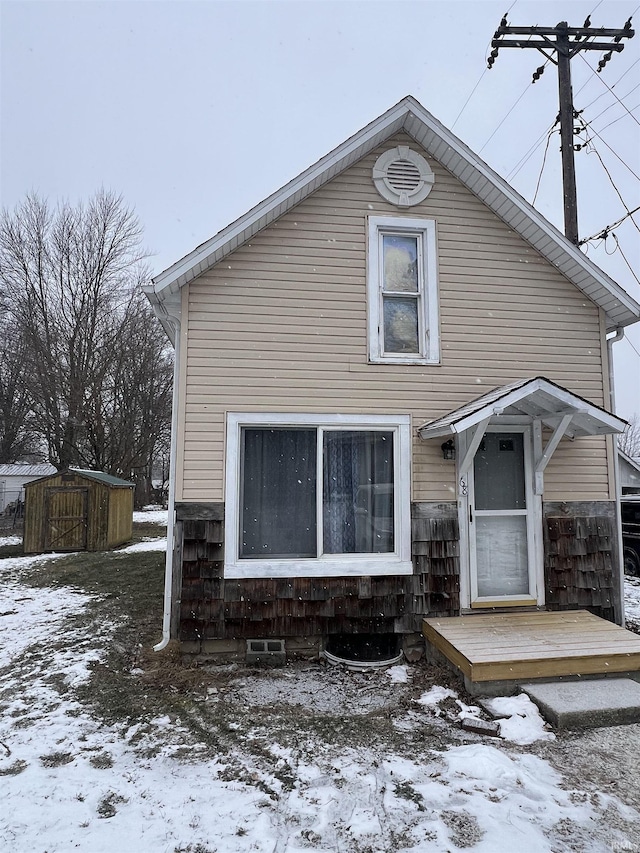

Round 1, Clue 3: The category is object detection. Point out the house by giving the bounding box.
[0,462,56,515]
[146,91,640,668]
[23,468,135,554]
[618,448,640,496]
[618,448,640,577]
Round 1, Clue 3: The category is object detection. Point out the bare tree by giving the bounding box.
[0,186,171,492]
[0,322,39,463]
[618,415,640,456]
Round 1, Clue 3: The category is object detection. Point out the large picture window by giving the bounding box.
[368,216,439,364]
[225,414,411,577]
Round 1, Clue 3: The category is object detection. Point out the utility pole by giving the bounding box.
[487,15,635,245]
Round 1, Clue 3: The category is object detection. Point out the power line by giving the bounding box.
[576,59,640,110]
[624,336,640,357]
[578,205,640,246]
[583,122,640,231]
[580,56,640,125]
[611,234,640,284]
[600,104,640,131]
[478,78,531,154]
[451,0,520,130]
[507,119,558,181]
[488,16,635,245]
[531,130,553,204]
[589,117,640,181]
[582,83,640,121]
[451,68,489,130]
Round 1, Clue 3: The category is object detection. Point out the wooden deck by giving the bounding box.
[422,610,640,683]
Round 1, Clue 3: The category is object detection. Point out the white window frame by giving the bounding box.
[224,412,413,578]
[367,216,440,364]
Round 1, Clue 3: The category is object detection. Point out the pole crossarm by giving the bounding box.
[487,15,635,246]
[491,39,624,51]
[494,24,635,39]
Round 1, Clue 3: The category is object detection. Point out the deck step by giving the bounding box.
[520,678,640,729]
[423,610,640,695]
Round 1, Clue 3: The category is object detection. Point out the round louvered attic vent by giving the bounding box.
[373,145,435,207]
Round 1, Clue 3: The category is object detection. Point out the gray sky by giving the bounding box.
[0,0,640,417]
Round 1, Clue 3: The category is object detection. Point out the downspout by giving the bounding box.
[153,304,180,652]
[607,326,625,628]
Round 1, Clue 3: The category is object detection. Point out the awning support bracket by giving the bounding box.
[459,415,491,476]
[534,413,574,495]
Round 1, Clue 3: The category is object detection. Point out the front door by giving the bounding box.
[469,427,538,608]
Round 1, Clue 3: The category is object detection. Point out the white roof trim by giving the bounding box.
[418,376,626,439]
[150,96,640,331]
[618,447,640,474]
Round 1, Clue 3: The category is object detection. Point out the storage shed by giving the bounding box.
[24,468,134,554]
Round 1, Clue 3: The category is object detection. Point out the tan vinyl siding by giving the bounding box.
[178,136,609,501]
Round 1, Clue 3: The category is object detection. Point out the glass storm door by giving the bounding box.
[469,428,536,607]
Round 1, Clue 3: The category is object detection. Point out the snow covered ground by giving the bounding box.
[0,514,640,853]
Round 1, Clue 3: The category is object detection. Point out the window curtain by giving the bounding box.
[239,428,317,559]
[323,430,394,554]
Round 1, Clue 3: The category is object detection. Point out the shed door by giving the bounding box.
[44,486,89,551]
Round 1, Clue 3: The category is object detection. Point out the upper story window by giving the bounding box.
[367,216,440,364]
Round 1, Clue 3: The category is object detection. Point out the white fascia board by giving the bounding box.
[148,96,640,331]
[418,377,626,438]
[153,101,407,293]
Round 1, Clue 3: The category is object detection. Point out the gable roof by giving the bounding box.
[418,376,627,438]
[144,96,640,331]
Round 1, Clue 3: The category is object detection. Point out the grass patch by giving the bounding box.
[0,544,23,560]
[89,752,113,770]
[0,759,29,776]
[40,752,75,767]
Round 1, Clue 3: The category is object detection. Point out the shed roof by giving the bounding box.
[144,96,640,337]
[418,376,626,438]
[69,468,135,488]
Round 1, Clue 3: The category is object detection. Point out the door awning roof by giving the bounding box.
[418,376,627,439]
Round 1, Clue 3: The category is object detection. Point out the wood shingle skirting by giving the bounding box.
[543,501,621,622]
[176,502,460,647]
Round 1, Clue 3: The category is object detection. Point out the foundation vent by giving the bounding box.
[247,639,287,666]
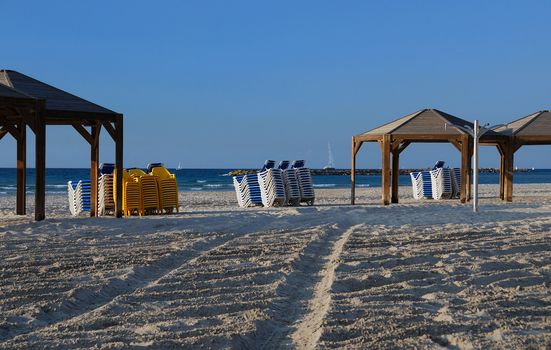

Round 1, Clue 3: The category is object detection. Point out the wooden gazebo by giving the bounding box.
[495,110,551,202]
[0,70,123,220]
[351,109,507,205]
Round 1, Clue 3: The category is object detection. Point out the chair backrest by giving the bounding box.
[147,163,164,173]
[150,166,173,179]
[277,160,291,170]
[261,159,275,171]
[99,163,115,175]
[432,160,446,170]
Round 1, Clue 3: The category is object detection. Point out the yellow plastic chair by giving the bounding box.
[150,167,180,214]
[129,169,162,215]
[113,170,141,216]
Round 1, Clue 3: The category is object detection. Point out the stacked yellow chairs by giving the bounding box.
[113,169,141,216]
[150,166,179,214]
[128,169,161,215]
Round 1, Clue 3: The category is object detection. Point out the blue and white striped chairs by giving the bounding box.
[233,174,262,208]
[258,169,287,207]
[98,163,115,215]
[430,168,453,199]
[292,160,316,205]
[278,160,301,206]
[67,180,91,216]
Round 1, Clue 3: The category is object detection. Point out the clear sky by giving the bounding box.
[0,0,551,168]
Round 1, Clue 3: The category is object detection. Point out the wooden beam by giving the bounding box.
[15,120,27,215]
[115,115,123,218]
[459,136,469,203]
[350,137,363,205]
[71,123,94,145]
[450,140,461,152]
[381,134,391,205]
[102,121,117,141]
[391,149,400,203]
[505,142,515,202]
[90,123,101,217]
[34,119,46,221]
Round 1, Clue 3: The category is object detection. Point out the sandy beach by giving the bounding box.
[0,185,551,349]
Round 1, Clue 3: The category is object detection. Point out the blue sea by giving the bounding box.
[0,168,551,195]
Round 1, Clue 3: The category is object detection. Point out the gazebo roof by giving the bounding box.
[0,84,33,100]
[495,110,551,139]
[356,108,504,138]
[0,70,118,116]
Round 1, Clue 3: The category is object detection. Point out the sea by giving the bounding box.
[0,168,551,195]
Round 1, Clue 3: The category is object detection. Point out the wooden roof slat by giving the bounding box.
[0,70,118,115]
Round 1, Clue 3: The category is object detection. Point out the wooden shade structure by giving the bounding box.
[351,109,507,205]
[0,70,123,220]
[495,110,551,202]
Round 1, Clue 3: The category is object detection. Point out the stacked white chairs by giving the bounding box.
[291,160,316,205]
[430,168,453,199]
[257,160,287,207]
[98,163,115,215]
[278,160,301,206]
[450,168,461,198]
[67,180,91,216]
[409,171,426,199]
[233,174,262,208]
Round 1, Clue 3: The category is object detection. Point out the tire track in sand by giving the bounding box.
[234,225,358,349]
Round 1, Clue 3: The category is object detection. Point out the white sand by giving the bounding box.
[0,185,551,349]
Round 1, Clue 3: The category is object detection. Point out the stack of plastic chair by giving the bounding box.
[67,180,91,215]
[291,160,316,205]
[128,169,161,215]
[147,163,179,213]
[258,160,287,207]
[430,168,453,199]
[98,163,115,215]
[450,168,461,198]
[233,174,262,208]
[278,160,301,205]
[409,171,424,200]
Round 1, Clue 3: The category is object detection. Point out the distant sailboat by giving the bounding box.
[323,143,335,170]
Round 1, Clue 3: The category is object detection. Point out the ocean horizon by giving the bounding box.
[0,168,551,195]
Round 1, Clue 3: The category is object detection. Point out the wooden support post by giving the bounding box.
[350,137,356,205]
[115,115,123,218]
[505,141,515,202]
[90,124,101,217]
[16,120,27,215]
[460,135,470,203]
[34,117,46,221]
[496,144,505,200]
[381,134,391,205]
[391,142,400,203]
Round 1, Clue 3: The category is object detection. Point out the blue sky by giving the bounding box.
[0,1,551,168]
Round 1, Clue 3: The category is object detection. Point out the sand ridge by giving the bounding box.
[0,185,551,349]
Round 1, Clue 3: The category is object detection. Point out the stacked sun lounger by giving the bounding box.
[233,174,263,208]
[67,180,91,216]
[410,160,461,199]
[278,160,301,205]
[291,160,316,205]
[430,168,453,199]
[233,160,315,207]
[98,163,115,215]
[258,160,287,207]
[147,163,179,214]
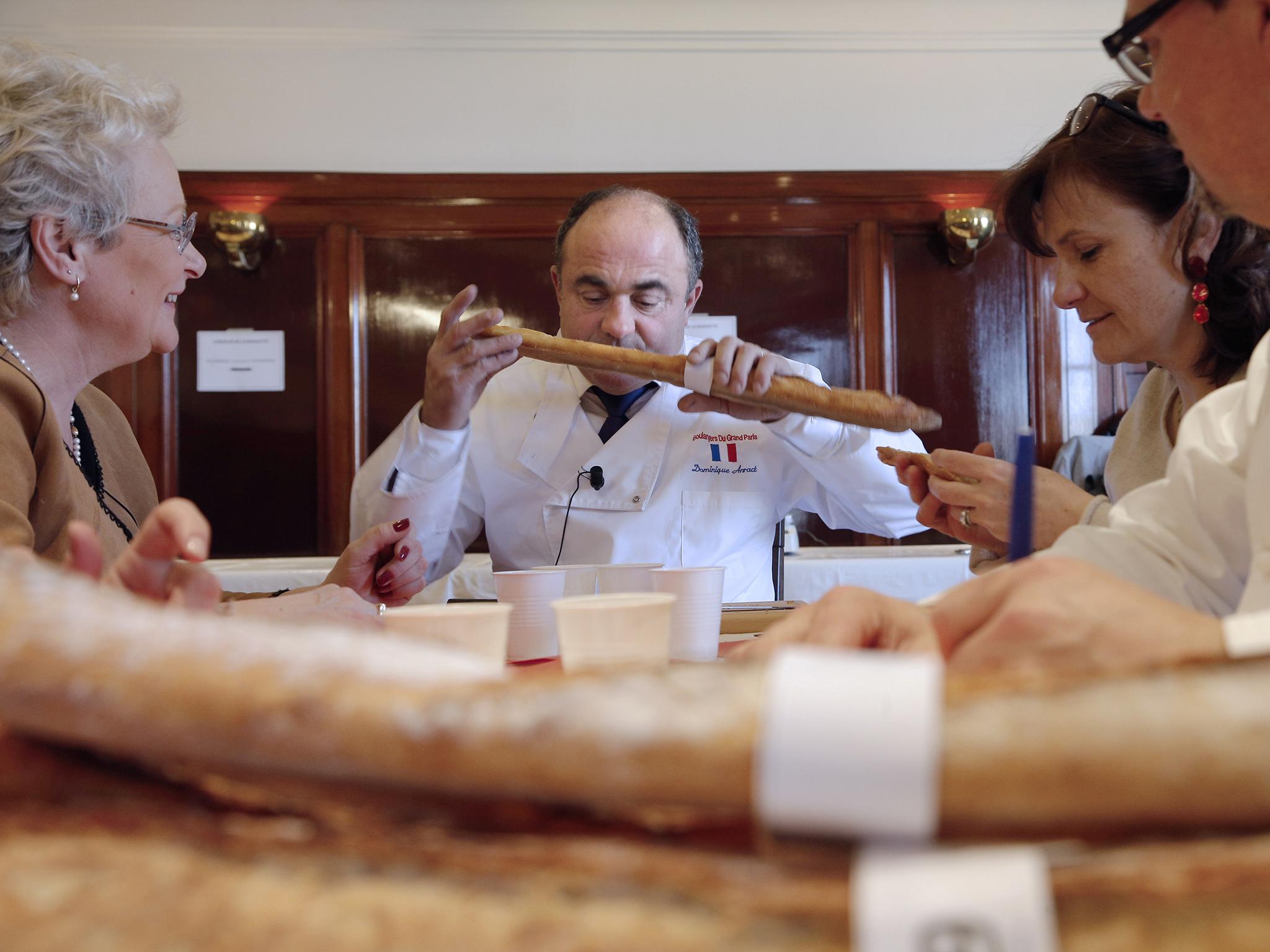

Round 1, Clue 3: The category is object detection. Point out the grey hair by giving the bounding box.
[556,185,705,294]
[0,41,180,322]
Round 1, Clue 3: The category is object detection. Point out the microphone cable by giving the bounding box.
[553,466,605,565]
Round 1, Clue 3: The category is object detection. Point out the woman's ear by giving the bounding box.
[1183,208,1225,264]
[30,214,84,293]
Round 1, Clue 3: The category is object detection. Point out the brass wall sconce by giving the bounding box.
[940,208,997,265]
[211,212,269,271]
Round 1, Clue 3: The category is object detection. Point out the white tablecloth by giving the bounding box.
[207,546,970,603]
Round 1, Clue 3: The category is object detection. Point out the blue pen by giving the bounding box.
[1010,426,1036,562]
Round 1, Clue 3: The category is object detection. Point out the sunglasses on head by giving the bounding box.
[1063,93,1168,136]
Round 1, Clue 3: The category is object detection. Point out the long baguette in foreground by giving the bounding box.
[485,324,943,433]
[7,750,1270,952]
[7,560,1270,835]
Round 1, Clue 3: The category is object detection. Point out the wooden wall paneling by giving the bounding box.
[890,223,1035,544]
[363,232,559,451]
[1025,254,1067,466]
[169,216,322,556]
[316,224,361,555]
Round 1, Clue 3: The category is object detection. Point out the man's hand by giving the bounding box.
[933,557,1225,671]
[325,519,428,607]
[730,557,1225,672]
[63,499,221,610]
[419,284,522,430]
[728,588,940,659]
[680,338,794,423]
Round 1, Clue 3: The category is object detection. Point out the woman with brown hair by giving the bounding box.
[897,86,1270,569]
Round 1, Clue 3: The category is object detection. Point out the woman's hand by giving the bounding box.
[223,585,382,628]
[325,519,428,608]
[918,443,1093,555]
[63,499,221,610]
[895,443,1008,556]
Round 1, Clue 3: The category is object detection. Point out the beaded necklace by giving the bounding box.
[0,333,136,542]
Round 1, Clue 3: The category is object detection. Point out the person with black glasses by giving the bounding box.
[897,86,1270,573]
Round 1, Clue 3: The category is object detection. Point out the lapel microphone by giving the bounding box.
[553,466,605,565]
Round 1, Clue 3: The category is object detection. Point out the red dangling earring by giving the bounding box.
[1186,255,1208,324]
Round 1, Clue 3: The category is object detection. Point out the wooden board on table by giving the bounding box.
[719,602,806,635]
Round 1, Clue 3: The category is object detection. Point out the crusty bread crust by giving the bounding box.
[877,447,979,486]
[485,325,943,433]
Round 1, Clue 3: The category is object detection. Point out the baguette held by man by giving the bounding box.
[485,324,943,433]
[7,556,1270,837]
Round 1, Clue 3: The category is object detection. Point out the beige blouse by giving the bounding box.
[970,364,1247,574]
[0,351,159,563]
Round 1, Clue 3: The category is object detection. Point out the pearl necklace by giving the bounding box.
[0,334,84,470]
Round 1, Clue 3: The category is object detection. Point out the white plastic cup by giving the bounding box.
[649,566,724,661]
[596,562,662,596]
[383,602,512,668]
[533,565,596,597]
[494,569,565,661]
[551,591,674,672]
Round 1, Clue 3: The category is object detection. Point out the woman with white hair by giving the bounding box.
[0,42,425,612]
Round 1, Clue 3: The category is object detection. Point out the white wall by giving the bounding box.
[0,0,1122,171]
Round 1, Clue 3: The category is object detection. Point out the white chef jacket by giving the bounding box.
[352,340,923,602]
[1050,337,1270,656]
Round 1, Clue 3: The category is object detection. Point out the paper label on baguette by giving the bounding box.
[755,646,944,840]
[851,847,1058,952]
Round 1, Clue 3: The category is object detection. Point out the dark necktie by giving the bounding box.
[590,381,657,443]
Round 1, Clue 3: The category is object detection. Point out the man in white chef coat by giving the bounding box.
[352,187,922,602]
[756,0,1270,668]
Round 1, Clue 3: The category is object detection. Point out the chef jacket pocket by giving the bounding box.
[680,490,776,584]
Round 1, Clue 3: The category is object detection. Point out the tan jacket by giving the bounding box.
[0,351,159,563]
[970,364,1248,575]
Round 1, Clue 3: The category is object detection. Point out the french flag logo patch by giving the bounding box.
[710,443,737,464]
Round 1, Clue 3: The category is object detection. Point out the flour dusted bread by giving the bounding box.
[0,561,762,808]
[7,750,1270,952]
[0,562,1270,837]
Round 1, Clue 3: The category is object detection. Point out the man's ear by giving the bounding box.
[30,214,84,286]
[683,278,705,314]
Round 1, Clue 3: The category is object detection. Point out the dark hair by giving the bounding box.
[556,185,705,293]
[995,86,1270,383]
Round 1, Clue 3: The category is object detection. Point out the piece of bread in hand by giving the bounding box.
[877,447,979,486]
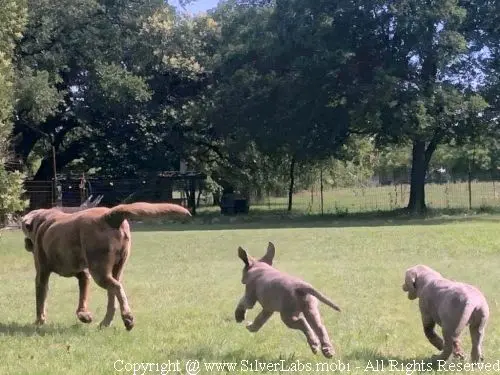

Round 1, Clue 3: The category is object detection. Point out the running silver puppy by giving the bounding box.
[235,242,340,358]
[403,265,489,362]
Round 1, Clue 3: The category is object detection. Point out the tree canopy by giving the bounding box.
[0,0,500,212]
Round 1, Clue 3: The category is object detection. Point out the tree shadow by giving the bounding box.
[0,322,80,337]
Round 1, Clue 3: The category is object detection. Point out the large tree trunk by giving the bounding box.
[407,137,438,214]
[288,156,295,211]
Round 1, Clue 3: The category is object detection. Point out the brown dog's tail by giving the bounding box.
[103,202,191,228]
[298,284,340,312]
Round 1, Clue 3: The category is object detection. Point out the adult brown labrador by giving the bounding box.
[21,202,191,330]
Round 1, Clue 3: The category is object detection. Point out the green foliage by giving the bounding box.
[0,166,28,225]
[0,0,26,144]
[16,68,64,126]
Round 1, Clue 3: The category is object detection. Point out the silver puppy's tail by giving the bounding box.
[297,285,341,312]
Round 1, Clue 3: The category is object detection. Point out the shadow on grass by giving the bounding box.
[0,322,79,336]
[132,209,500,232]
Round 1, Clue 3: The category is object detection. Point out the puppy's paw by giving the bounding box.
[234,309,245,323]
[99,320,111,329]
[76,311,92,323]
[453,351,465,360]
[321,346,335,358]
[33,318,47,326]
[122,313,135,331]
[246,322,258,332]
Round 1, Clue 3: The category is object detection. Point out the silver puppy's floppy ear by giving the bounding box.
[21,213,33,232]
[260,242,276,266]
[238,246,250,267]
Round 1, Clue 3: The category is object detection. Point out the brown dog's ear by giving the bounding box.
[259,242,276,266]
[403,269,417,294]
[238,246,250,267]
[21,215,33,232]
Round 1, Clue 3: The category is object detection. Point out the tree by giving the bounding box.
[342,0,494,213]
[211,1,349,210]
[14,0,219,179]
[0,0,26,225]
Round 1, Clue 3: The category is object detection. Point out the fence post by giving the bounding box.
[319,167,324,216]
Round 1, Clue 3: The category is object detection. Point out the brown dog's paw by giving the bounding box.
[234,309,245,323]
[246,322,258,332]
[122,314,135,331]
[76,311,92,323]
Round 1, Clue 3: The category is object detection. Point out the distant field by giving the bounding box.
[240,182,500,214]
[0,216,500,375]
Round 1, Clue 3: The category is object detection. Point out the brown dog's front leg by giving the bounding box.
[35,271,50,325]
[76,270,92,323]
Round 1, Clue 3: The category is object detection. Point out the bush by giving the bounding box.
[0,165,28,226]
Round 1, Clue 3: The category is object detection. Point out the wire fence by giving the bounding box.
[25,180,500,214]
[250,181,500,214]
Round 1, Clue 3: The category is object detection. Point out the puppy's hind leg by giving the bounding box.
[303,295,335,358]
[281,312,319,354]
[433,304,473,361]
[247,310,273,332]
[422,315,444,350]
[469,306,489,363]
[76,270,92,323]
[234,291,257,323]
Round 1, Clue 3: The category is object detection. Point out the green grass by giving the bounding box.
[0,216,500,375]
[236,182,500,214]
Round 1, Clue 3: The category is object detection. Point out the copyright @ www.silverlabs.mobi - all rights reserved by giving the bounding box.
[113,359,500,375]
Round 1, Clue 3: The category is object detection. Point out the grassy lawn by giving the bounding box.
[0,216,500,375]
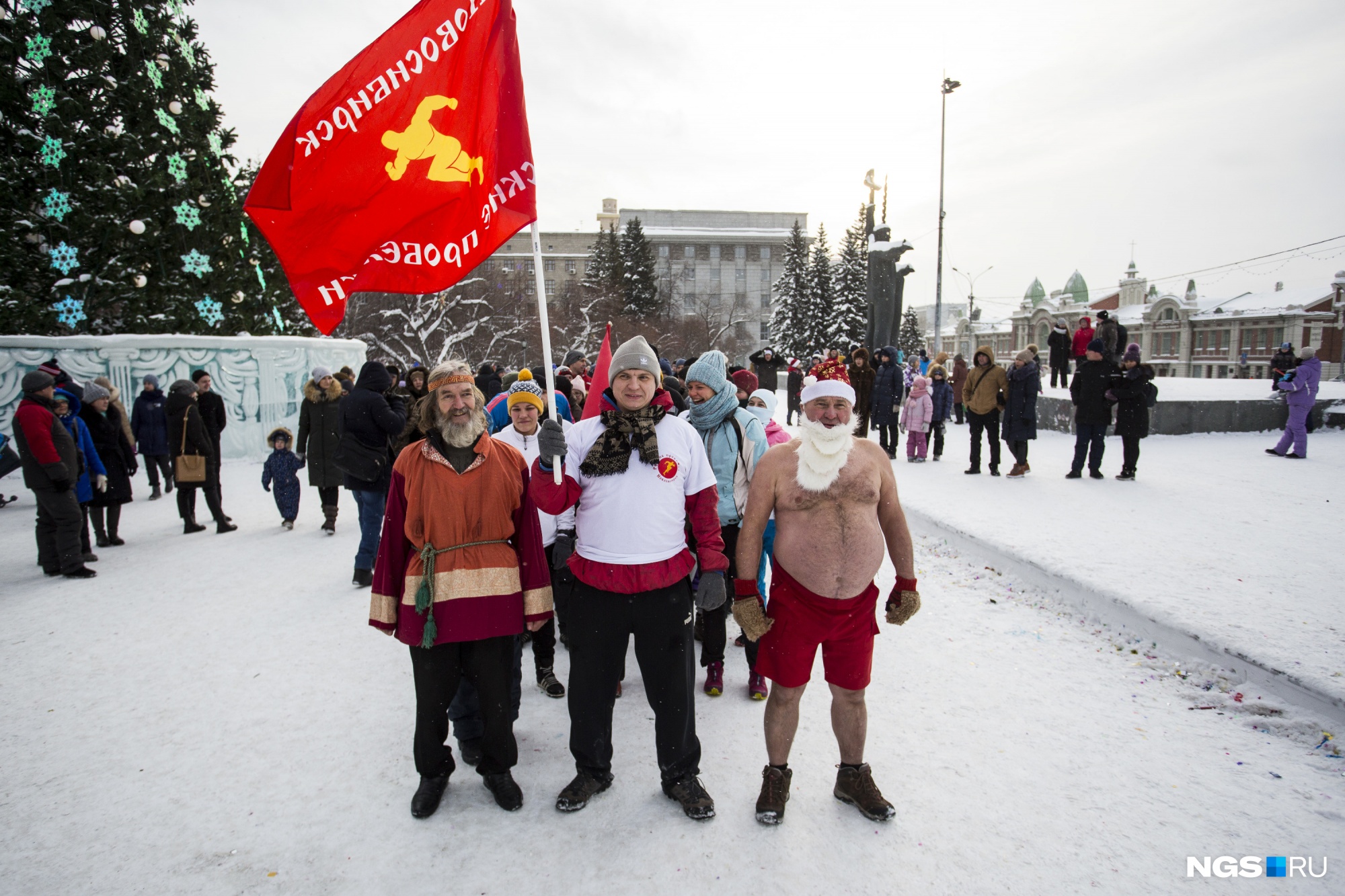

Task requirements = Starting with the line that contains "shed by giving the bounding box." and going on through the line that contains "[178,136,609,501]", write those lines out again, requests included, with every bounding box coordinate in the answers multiplied by 0.25 and rounded to a whole number, halves rounding up.

Result for this exercise =
Round 1, Clue 3: The category is object detection. Point out the storage shed by giving the bounding box.
[6,117,34,139]
Round 1, Clue 3: The category is object detection. Point out the tan vinyl siding by giving the bounding box.
[45,34,152,125]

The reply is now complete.